━━━━━ Excerpt provided ━━━━━

You follow a systematic procedure to balance the equation.

Explanation:

Start with the unbalanced equation:

#"KClO"_3 → "KCl" + "O"_2#

A method that often works is to balance everything other than #"H"# and #"O"# first, then balance #"O"#, and finally balance #"H"#.

Another rule is to start with what looks like the most complicated formula.

The most complicated formula looks like #"KClO"_3#.

We put a #color(red)(1)# in front of it and mark the #color(red)(1)# to remind ourselves that the number is now fixed.

We can't change a coefficient unless we run into a roadblock (like having to use fractions).

My teacher never let me use fractions.

━━━━━ Stored rows ━━━━━

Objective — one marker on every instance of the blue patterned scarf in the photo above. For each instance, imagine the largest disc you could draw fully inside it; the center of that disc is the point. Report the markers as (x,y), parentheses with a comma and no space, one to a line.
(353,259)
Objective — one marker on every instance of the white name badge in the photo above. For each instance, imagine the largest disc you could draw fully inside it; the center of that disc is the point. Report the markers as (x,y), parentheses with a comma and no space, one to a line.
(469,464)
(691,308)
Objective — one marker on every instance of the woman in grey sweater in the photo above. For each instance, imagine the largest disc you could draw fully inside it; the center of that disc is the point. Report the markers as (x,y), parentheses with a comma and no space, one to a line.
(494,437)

━━━━━

Pick up the explanation of balancing the #"KClO"_3# equation after its last sentence and carry on from there. The records can be left aside.

▶ Exercise output:
My solution when I hit a roadblock was to erase all the numbers and then start over again with a 2 as the starting coefficient.

We start with

#color(red)(1)"KClO"_3 → "KCl" + "O"_2#

Balance #"K"#:

We have 1 #"K"# on the left, so we need 1 #"K"# on the right. We put a #color(blue)(1)# in front of the #"KCl"#.

#color(red)(1)"KClO"_3 → color(blue)(1)"KCl" + "O"_2#

Balance #"Cl"#:

#"Cl"# is already balanced, with 1 #"Cl"# on each side.

Balance #"O"#:

We have 3 #"O"# atoms on the left and only #2# on the right. We need 1½ #"O"_2# molecules on the right. Uh, oh! Fractions!

We start over with a 2 as the coefficient.

#color(red)(2)"KClO"_3 → color(blue)(2)"KCl" + "O"_2#

Now we have 6 #"O"# atoms on the left. To get 6 #"O"# atoms on the right, we put a 3 in front of the #"O"_2#.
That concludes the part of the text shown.